Brief 1
According to the personal account of living with a bipolar diagnosis, in what year was the writer diagnosed?
Brief 2
Continue the personal account of living with a bipolar diagnosis from its final sentence.

** Excerpted text follows **

I was diagnosed with bi-polar in 2017, I can’t remember which type of bi-polar because I didn’t think that was important. As I read the definitions from Google now, I could see myself belonging in 1 then but 2 now. I think that’s a major point, because I could interpret that there is no difference between the two since I can relate to both or I could interpret that my mind is volatile & unreliable.
I still don’t like talking about this because I’ll think the latter is more accurate but then stop myself because why would I be more unique than anyone else whose been psychologically studied?
Regardless I find that identifying myself doesn’t have any practical benefits, I’ll find someone with the same identification only to find differences & I’ll find someone with a different diagnosis only to find our similarities. I hope that sentence isn’t too shocking because I’ve learned that is what every single human being experiences on some level.

** End of Excerpted text **
** Supplied records follows **

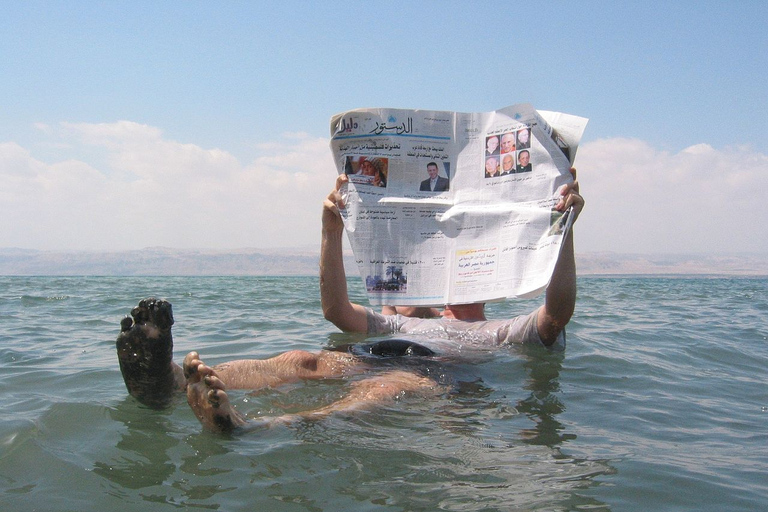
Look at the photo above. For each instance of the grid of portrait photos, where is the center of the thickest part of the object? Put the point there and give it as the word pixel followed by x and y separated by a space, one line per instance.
pixel 367 170
pixel 508 153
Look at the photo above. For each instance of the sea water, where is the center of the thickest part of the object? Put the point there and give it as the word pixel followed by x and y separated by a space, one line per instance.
pixel 659 402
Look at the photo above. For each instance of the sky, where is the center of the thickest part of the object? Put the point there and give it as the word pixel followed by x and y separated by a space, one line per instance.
pixel 204 125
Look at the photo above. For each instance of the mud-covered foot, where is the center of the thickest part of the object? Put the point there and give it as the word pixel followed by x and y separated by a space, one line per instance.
pixel 207 397
pixel 145 352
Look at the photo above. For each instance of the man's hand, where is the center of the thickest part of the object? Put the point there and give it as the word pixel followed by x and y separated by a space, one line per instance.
pixel 331 215
pixel 569 196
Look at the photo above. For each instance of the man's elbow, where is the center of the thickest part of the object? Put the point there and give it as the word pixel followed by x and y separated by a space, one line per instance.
pixel 341 317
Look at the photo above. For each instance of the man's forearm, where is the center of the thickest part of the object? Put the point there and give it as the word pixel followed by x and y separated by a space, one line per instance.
pixel 560 299
pixel 333 286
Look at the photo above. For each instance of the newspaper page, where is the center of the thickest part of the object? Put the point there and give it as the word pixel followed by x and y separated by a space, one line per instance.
pixel 449 207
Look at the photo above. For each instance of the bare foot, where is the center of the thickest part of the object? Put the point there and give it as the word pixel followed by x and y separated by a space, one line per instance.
pixel 145 351
pixel 207 397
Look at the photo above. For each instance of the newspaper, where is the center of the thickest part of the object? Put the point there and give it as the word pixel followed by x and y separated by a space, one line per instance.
pixel 449 207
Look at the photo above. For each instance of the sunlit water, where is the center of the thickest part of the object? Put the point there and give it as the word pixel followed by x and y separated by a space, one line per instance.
pixel 660 402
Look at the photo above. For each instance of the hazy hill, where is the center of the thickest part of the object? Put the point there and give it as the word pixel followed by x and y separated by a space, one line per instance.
pixel 304 261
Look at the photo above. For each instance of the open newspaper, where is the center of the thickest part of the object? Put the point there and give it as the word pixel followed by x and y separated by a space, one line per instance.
pixel 449 207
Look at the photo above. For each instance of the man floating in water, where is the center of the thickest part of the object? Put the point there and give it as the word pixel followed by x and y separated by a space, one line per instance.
pixel 145 343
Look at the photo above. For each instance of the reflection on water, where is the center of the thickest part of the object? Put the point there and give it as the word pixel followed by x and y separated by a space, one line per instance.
pixel 638 405
pixel 478 447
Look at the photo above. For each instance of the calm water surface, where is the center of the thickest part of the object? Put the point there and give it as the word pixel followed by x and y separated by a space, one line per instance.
pixel 660 402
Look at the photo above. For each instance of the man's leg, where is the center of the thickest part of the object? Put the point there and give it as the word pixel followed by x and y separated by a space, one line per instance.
pixel 145 348
pixel 206 394
pixel 291 366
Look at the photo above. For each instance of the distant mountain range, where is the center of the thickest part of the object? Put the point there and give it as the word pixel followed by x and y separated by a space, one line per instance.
pixel 304 261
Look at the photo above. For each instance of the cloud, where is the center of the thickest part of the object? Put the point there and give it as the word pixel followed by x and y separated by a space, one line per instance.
pixel 151 191
pixel 643 199
pixel 125 185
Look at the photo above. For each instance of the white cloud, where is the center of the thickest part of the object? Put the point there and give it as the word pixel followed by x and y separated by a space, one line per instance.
pixel 127 186
pixel 641 199
pixel 152 191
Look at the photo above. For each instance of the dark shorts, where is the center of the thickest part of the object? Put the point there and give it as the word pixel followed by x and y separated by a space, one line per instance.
pixel 386 348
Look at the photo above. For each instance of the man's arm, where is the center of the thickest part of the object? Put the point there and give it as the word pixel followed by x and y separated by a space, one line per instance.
pixel 561 293
pixel 337 308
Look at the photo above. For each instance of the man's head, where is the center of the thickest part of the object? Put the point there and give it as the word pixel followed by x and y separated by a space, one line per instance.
pixel 492 143
pixel 507 142
pixel 491 164
pixel 507 163
pixel 432 170
pixel 367 168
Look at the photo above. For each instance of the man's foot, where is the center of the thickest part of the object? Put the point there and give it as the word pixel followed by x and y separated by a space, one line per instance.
pixel 145 352
pixel 207 397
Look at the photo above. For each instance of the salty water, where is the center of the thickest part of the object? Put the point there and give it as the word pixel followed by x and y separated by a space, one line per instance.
pixel 659 402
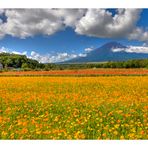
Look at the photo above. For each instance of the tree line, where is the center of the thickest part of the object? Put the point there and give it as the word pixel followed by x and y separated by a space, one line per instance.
pixel 21 62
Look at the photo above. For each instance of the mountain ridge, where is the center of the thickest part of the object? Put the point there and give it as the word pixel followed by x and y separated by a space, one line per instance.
pixel 106 53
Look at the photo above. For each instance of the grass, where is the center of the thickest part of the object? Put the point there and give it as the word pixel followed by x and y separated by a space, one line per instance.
pixel 74 107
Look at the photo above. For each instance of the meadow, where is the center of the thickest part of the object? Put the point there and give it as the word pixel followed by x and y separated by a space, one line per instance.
pixel 113 107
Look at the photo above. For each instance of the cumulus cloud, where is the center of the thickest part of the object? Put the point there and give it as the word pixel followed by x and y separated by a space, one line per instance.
pixel 3 49
pixel 99 23
pixel 88 49
pixel 6 50
pixel 29 22
pixel 132 49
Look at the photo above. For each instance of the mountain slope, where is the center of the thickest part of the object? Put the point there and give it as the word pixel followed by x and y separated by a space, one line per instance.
pixel 106 53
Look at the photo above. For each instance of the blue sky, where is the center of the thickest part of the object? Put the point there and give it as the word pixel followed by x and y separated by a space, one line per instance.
pixel 71 33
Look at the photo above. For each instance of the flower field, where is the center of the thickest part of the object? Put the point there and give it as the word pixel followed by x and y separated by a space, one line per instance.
pixel 74 107
pixel 78 72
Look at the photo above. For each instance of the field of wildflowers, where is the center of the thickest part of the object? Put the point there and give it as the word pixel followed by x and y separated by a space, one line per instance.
pixel 74 107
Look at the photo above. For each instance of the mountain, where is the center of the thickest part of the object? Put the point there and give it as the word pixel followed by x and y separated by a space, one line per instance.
pixel 107 53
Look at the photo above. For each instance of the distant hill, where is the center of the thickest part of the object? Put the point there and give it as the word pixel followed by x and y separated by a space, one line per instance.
pixel 8 60
pixel 106 53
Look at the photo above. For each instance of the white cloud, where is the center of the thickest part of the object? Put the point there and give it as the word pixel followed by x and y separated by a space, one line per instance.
pixel 82 54
pixel 3 49
pixel 29 22
pixel 58 57
pixel 88 49
pixel 100 23
pixel 132 49
pixel 139 34
pixel 6 50
pixel 20 53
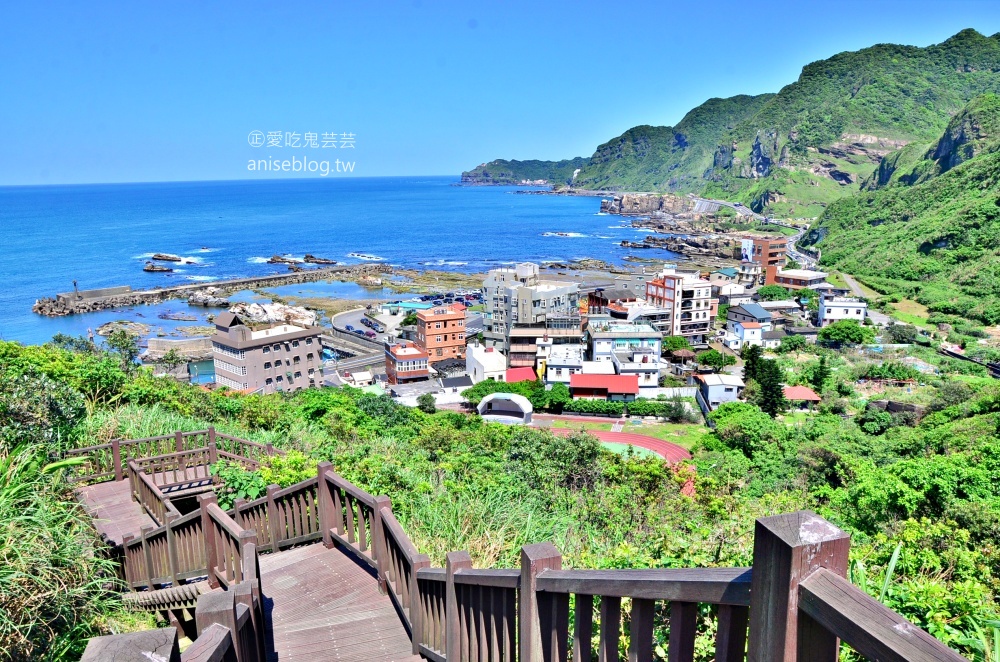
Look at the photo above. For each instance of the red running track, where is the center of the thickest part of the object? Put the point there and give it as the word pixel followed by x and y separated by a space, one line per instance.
pixel 668 451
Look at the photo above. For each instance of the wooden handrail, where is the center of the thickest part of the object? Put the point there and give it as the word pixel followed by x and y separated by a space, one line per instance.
pixel 793 604
pixel 869 627
pixel 719 586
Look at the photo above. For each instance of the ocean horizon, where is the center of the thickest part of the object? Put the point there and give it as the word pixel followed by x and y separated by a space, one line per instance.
pixel 100 235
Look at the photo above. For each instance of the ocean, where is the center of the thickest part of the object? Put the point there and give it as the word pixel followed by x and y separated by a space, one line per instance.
pixel 101 235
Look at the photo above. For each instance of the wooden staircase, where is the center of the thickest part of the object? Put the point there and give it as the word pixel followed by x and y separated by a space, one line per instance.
pixel 366 593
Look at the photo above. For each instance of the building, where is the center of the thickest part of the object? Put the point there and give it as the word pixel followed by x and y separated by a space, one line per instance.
pixel 749 333
pixel 266 359
pixel 508 408
pixel 643 362
pixel 689 297
pixel 606 338
pixel 483 363
pixel 834 309
pixel 518 298
pixel 599 300
pixel 604 387
pixel 405 362
pixel 441 332
pixel 793 279
pixel 717 389
pixel 768 251
pixel 747 312
pixel 514 375
pixel 724 275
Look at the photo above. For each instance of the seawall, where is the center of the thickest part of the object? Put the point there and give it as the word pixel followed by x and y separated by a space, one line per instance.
pixel 66 305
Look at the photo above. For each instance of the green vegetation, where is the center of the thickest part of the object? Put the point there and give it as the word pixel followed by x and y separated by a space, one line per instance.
pixel 919 496
pixel 500 171
pixel 815 141
pixel 941 229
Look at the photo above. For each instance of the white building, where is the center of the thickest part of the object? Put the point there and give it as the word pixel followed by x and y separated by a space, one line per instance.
pixel 717 389
pixel 834 309
pixel 482 363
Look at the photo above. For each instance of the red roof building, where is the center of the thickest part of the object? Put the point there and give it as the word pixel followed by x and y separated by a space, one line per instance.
pixel 801 394
pixel 604 387
pixel 523 374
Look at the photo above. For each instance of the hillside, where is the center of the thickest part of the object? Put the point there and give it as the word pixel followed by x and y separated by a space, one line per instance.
pixel 812 143
pixel 503 172
pixel 937 215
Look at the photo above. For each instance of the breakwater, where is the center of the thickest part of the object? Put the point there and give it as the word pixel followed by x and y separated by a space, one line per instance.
pixel 198 293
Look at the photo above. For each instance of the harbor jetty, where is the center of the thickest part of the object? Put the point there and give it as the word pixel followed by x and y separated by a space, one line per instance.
pixel 88 301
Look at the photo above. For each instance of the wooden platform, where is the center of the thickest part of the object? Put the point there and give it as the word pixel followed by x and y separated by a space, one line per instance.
pixel 113 511
pixel 327 607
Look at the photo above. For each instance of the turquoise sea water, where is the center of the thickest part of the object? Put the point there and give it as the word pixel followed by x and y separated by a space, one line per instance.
pixel 101 235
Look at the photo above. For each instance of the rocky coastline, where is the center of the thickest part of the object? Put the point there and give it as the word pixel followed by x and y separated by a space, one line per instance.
pixel 202 294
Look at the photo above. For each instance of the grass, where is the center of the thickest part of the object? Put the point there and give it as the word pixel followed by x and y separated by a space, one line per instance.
pixel 685 435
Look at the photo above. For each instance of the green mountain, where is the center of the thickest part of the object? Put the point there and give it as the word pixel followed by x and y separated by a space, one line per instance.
pixel 813 142
pixel 503 172
pixel 930 227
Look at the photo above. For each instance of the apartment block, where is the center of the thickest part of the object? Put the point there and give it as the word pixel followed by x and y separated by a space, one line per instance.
pixel 517 298
pixel 690 298
pixel 405 362
pixel 266 359
pixel 441 332
pixel 834 309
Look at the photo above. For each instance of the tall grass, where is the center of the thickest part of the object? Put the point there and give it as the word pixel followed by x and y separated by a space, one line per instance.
pixel 54 584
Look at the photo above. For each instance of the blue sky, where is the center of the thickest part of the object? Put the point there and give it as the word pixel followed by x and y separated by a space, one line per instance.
pixel 132 91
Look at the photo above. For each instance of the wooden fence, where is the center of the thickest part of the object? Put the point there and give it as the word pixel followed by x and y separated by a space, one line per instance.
pixel 793 604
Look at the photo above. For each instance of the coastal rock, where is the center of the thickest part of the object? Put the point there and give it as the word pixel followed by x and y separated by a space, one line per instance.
pixel 645 203
pixel 129 327
pixel 312 259
pixel 274 313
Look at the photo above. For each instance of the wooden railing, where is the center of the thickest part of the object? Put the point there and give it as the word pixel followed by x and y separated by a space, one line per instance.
pixel 108 461
pixel 793 604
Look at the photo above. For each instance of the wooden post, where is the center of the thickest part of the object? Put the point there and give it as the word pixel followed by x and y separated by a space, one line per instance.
pixel 116 458
pixel 208 530
pixel 147 556
pixel 379 549
pixel 237 517
pixel 129 572
pixel 454 636
pixel 416 612
pixel 172 549
pixel 786 550
pixel 325 503
pixel 534 559
pixel 273 518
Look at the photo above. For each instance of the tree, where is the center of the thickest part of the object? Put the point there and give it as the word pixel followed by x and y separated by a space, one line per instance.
pixel 772 293
pixel 772 395
pixel 791 343
pixel 716 359
pixel 126 346
pixel 820 375
pixel 426 403
pixel 846 331
pixel 671 343
pixel 752 356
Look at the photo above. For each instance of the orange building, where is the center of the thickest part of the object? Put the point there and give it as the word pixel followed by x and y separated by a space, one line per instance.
pixel 405 362
pixel 441 332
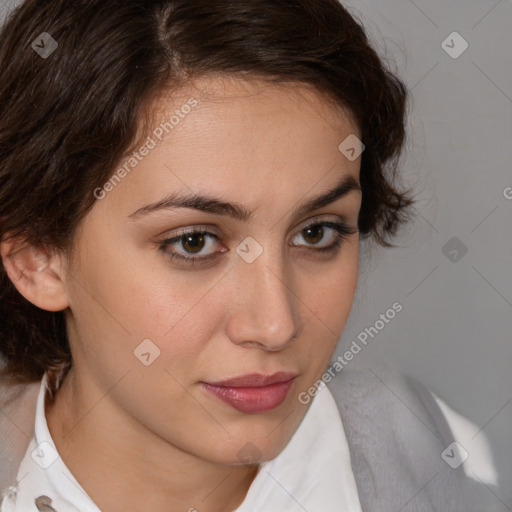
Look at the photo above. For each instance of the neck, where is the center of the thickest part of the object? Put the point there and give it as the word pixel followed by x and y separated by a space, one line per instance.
pixel 97 438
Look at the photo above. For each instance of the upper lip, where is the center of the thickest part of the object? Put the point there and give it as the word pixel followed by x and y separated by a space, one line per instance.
pixel 255 380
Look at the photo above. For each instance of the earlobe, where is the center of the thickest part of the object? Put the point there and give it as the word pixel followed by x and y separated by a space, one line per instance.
pixel 36 272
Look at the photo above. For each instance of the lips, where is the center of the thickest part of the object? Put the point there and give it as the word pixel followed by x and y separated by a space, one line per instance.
pixel 254 393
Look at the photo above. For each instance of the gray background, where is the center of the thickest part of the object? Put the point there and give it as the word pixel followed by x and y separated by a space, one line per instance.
pixel 455 331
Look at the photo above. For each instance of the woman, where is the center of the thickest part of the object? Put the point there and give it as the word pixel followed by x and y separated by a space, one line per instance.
pixel 184 187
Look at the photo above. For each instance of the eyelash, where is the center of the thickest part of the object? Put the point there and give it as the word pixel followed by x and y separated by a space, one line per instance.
pixel 342 232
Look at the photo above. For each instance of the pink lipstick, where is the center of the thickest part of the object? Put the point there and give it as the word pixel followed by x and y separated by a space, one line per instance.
pixel 254 393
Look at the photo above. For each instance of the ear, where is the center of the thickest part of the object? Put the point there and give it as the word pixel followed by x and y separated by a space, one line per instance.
pixel 36 272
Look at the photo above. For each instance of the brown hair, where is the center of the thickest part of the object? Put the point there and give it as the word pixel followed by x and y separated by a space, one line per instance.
pixel 68 118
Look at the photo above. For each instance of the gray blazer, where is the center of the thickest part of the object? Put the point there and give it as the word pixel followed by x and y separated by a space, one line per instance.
pixel 395 431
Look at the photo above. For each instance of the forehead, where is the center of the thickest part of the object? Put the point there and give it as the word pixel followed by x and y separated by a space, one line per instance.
pixel 250 140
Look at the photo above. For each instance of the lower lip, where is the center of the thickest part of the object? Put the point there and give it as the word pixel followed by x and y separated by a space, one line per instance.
pixel 251 400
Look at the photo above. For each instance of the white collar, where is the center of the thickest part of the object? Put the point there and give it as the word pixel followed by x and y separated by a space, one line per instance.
pixel 312 473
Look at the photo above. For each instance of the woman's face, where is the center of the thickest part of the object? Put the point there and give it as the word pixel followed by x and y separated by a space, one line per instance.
pixel 264 296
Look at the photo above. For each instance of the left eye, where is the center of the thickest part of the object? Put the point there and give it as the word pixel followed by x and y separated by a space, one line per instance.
pixel 196 240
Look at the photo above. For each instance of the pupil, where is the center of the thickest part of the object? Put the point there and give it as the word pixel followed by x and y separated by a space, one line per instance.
pixel 319 230
pixel 194 247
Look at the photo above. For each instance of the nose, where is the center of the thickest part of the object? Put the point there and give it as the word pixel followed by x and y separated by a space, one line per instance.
pixel 263 306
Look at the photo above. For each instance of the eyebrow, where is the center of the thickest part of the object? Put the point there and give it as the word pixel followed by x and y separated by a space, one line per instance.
pixel 238 211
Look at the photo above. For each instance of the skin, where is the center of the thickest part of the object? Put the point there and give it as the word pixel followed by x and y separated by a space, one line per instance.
pixel 269 148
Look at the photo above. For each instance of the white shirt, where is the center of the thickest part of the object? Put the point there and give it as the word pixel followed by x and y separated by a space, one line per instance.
pixel 312 473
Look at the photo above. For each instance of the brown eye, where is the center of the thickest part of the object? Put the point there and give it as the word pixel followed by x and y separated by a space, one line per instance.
pixel 314 234
pixel 193 242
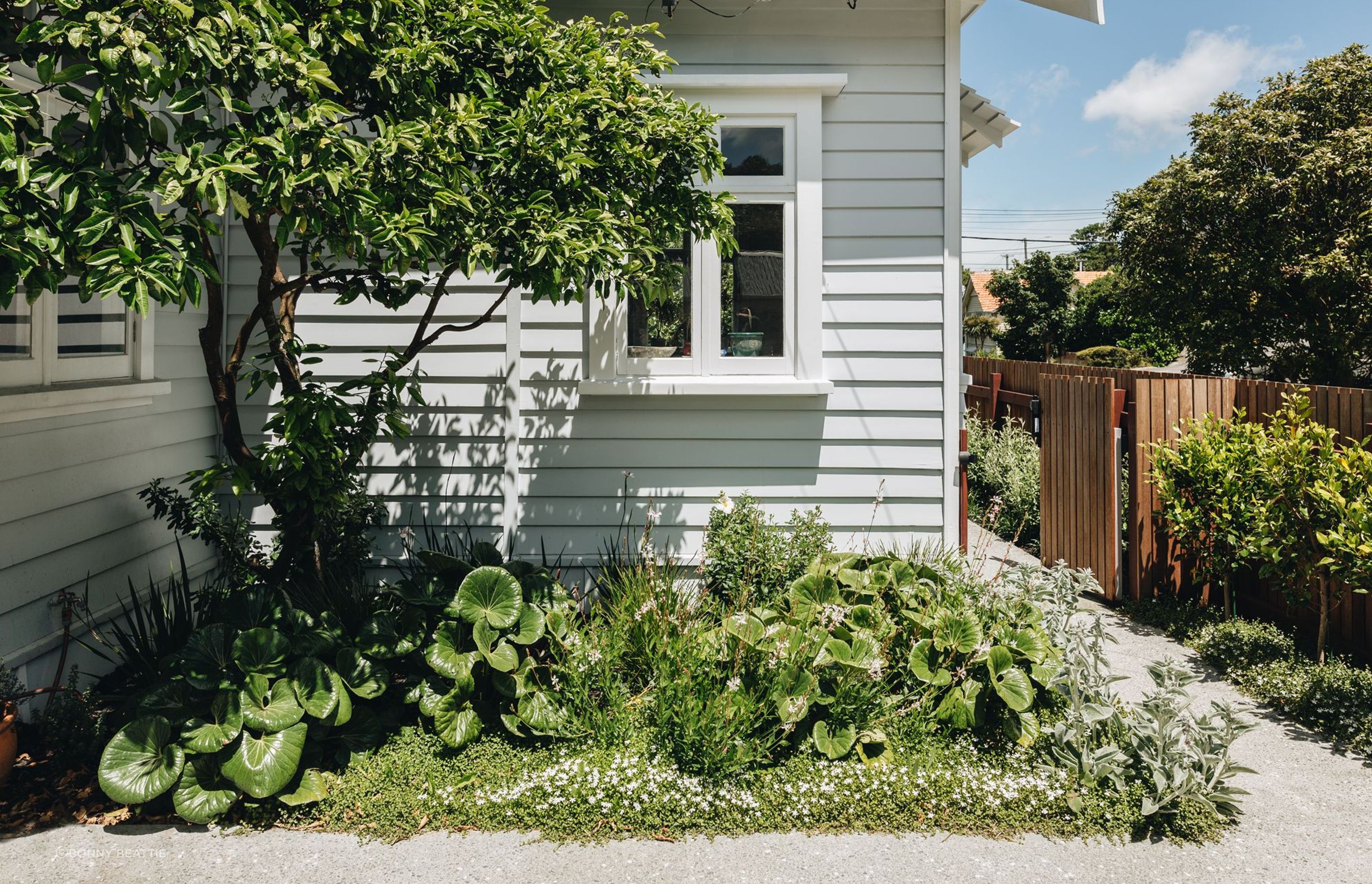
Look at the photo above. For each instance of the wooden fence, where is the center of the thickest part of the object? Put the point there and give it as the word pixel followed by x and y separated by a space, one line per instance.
pixel 1150 407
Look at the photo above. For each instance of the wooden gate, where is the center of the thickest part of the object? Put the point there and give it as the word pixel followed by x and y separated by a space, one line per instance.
pixel 1080 488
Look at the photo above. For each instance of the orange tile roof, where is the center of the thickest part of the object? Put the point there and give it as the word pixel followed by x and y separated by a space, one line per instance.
pixel 989 304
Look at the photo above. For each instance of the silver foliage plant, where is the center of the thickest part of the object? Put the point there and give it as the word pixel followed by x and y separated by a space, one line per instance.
pixel 1176 754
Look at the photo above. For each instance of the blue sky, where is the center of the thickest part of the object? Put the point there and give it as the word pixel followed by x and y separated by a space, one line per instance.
pixel 1103 108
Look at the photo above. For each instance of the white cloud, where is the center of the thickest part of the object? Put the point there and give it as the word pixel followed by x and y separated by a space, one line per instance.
pixel 1156 99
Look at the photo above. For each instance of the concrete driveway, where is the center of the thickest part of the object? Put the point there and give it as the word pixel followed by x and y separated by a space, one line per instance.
pixel 1308 821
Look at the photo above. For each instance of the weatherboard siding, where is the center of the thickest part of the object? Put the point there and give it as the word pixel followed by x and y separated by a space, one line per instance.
pixel 507 444
pixel 71 517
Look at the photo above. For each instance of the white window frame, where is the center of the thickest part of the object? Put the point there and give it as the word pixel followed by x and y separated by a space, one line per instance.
pixel 794 102
pixel 44 367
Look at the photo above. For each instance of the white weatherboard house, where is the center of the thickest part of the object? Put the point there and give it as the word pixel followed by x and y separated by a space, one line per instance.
pixel 817 367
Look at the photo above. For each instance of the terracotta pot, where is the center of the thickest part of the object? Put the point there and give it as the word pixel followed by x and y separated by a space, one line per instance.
pixel 9 739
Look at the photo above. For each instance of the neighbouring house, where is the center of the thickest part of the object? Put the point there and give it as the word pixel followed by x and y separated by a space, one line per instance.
pixel 979 301
pixel 819 364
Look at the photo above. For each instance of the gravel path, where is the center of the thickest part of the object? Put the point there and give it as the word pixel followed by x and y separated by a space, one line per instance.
pixel 1308 821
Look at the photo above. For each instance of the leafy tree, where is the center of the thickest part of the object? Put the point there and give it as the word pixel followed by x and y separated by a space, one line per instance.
pixel 1103 315
pixel 1097 248
pixel 371 151
pixel 1209 488
pixel 981 330
pixel 1036 304
pixel 1313 532
pixel 1254 250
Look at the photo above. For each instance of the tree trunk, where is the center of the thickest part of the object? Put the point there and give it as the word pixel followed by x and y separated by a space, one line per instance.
pixel 1324 620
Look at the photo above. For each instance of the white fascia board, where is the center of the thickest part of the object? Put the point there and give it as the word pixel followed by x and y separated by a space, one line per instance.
pixel 1092 11
pixel 827 86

** End of Supplied records **

Expected answer 1
2017

Expected answer 2
I received my diagnosis because in March 2017 on the cusp of releasing my new album (Bloody Bloody X-Ray) I had stayed up 3 nights in a row without becoming tired. My parents had just separated & I was proudly going through this album release process solo, I wasn’t talking to anyone. Most people I knew made fun of my previous album (The Stranger, 2016) or didn’t even acknowledge it so I didn’t want to talk to anyone. I guess my mind started talking to itself. First I found god, realizing I was never alone this whole time, something’s there, I don’t usually call it god but it’s a simple name that’s useful. Then I began to perceive new versions of reality in my mind, since I wasn’t listening to anyone I never had any family or social life issues explained to me at the time, I just started making assumptions from my perspective. By the next morning I thought my high school was involved with a conspiracy to kill me & my whole family knew about it. By now I was acting like a person who thought these things along with writing a bunch of social media posts about how everyone thought I was gay (while also saying shoutout all the gay people). So my mom took me to see a professional. I was certainly acting strange along with my thoughts but everyone around me at this time was acting weirder.
Maybe I wouldn’t say that if they explained anything but that never happened they just wanted to hear me speak. I never fell asleep until I had some Benadryl.
Throughout the following weeks I was out of school still imagining what I was, I went through the death of every family member & friend, meaning emotionally I went through the process of them being dead & it being my fault. If I wasn’t with them I imagined they had been killed by this conspiracy to keep us individuals silent, sometimes when I saw them again I wouldn’t think it was actually them. My medication was an anti-psychotic for nights & an antidepressant for the day. I ended up in the hospital at one point & tried to kill myself because I thought that was what I was supposed to do. I thought it was the only way to change my reality.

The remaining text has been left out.